* **Document segment**
Rehabilitation for dogs includes prescribed physical exercises, stretches and manual therapies (massage, stretching, gentle joint mobilization and range of motion exercises), sometimes in addition to other physical treatment modalities (low level laser therapy, cryotherapy and heat therapy) with the goal of restoring or preserving the pet’s normal physical function and abilities. Canine rehabilitation is best applied following an orthopedic surgery to expedite recovery or to treat acute, chronic and progressive conditions related to a dog’s musculoskeletal and neuromuscular systems.
In both humans and animals, well-established scientific studies exist in support of rehabilitation’s large variety of clinical applications, including:
- Accelerated healing and return to normal physical function following an injury or orthopedic surgery (cranial cruciate ligament repair, fracture stabilization and spinal surgeries)

* **Dataset entries**
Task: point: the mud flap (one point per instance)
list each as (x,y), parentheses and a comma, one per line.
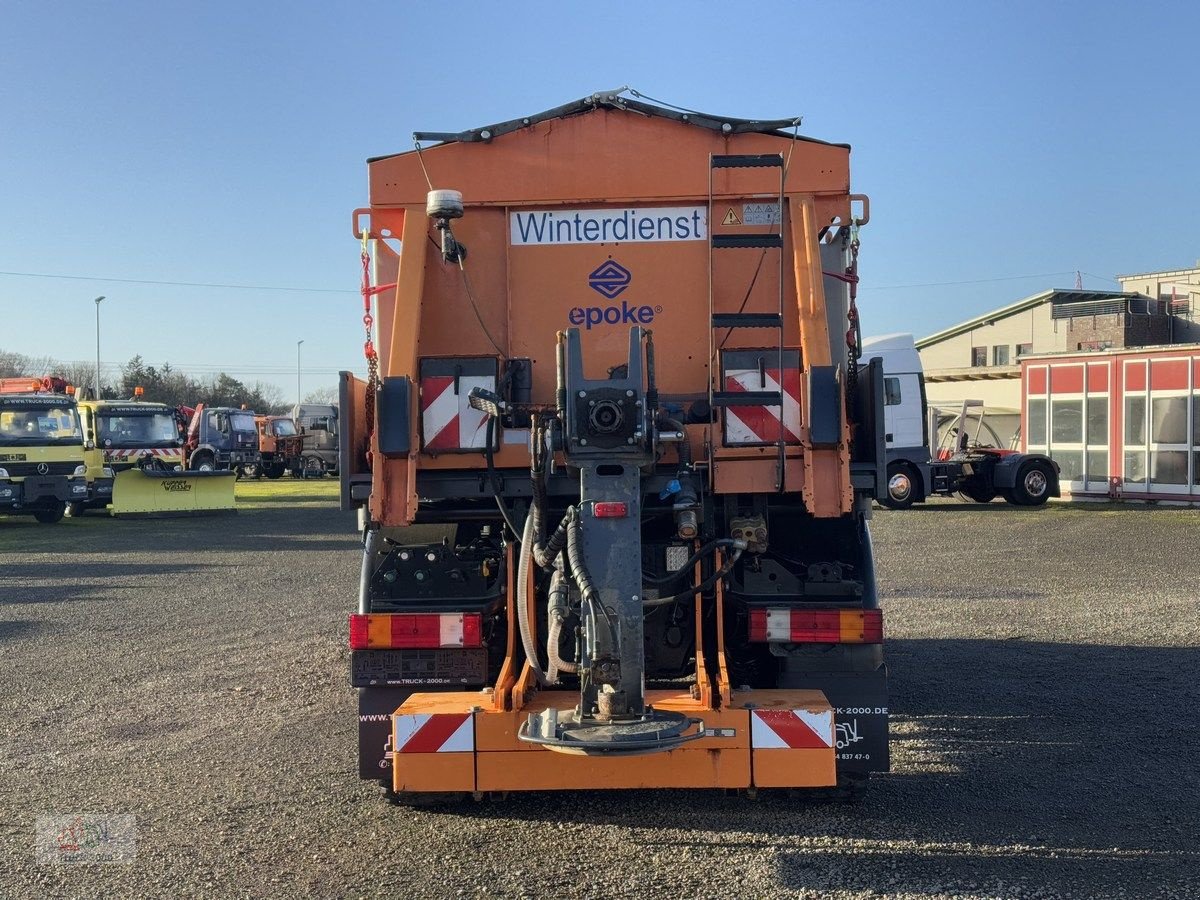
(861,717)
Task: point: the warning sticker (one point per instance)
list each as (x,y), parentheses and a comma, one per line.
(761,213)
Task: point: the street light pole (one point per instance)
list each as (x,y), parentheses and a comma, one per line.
* * *
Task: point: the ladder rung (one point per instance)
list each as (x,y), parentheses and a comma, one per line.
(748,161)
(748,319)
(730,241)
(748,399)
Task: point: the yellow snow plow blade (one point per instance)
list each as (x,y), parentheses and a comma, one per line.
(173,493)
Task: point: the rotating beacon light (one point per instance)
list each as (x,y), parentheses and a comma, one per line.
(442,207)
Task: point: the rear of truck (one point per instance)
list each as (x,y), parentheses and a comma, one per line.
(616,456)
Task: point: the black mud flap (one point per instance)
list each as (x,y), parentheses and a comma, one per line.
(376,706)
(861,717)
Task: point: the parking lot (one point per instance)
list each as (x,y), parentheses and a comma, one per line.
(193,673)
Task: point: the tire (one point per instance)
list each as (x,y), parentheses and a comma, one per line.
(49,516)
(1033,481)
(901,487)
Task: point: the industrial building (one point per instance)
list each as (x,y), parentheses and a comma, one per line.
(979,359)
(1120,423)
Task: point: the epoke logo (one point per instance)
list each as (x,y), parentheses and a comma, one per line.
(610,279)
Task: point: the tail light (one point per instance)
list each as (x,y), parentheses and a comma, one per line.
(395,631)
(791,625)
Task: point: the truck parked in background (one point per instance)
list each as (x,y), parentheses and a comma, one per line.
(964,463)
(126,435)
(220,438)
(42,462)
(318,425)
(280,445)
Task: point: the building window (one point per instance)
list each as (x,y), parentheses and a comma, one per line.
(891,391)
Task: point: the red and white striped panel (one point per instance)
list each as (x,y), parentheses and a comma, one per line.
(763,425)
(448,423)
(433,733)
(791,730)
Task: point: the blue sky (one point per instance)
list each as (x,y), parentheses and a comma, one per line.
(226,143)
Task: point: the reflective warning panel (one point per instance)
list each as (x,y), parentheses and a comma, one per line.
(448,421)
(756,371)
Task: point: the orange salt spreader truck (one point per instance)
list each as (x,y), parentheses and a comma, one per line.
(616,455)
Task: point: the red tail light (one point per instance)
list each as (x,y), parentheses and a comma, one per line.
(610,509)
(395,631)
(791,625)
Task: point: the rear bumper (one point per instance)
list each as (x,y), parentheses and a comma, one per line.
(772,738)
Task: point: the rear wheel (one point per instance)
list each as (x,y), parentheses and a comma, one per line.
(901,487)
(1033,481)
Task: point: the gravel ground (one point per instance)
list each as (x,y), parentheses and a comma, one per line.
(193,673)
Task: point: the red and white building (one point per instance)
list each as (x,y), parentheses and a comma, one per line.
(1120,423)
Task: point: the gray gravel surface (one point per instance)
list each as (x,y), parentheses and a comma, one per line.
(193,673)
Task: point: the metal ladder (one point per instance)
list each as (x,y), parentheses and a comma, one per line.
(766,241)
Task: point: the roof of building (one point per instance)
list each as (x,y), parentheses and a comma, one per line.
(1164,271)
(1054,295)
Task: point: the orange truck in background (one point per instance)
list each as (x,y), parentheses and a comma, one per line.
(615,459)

* **Problems to solve**
**1.** Rewrite the paragraph of the canine rehabilitation text that begins "Rehabilitation for dogs includes" as a short list that keeps its main facts.
**2.** Retype the part of the canine rehabilitation text between "Rehabilitation for dogs" and "and neuromuscular systems.", inclusive.
**3.** Write what comes next in the canine rehabilitation text, starting after its last sentence.

* **Numbered answers**
**1.**
- Canine rehabilitation uses prescribed exercises, stretches and manual therapies such as massage, gentle joint mobilization and range of motion work.
- It may add other treatments, such as low level laser therapy, cryotherapy and heat therapy.
- Its goal is to restore or preserve a dog's normal physical function.
- It works best after orthopedic surgery to speed recovery.
- It also treats acute, chronic and progressive musculoskeletal and neuromuscular conditions.

**2.**
Rehabilitation for dogs includes prescribed physical exercises, stretches and manual therapies (massage, stretching, gentle joint mobilization and range of motion exercises), sometimes in addition to other physical treatment modalities (low level laser therapy, cryotherapy and heat therapy) with the goal of restoring or preserving the pet’s normal physical function and abilities. Canine rehabilitation is best applied following an orthopedic surgery to expedite recovery or to treat acute, chronic and progressive conditions related to a dog’s musculoskeletal and neuromuscular systems.

**3.**
- Pain relief
- Prevention of permanent physical disabilities
- Improvement of chronic conditions (osteoarthritis and neuropathy)
- Slowed progression of progressive medical conditions (degenerative myelopathy)
In addition to these beneficial applications of rehabilitation, it has also been shown to reduce the likelihood of a future re-injury by improving balance and range of motion, reducing scar tissue formation and strengthening key muscle groups.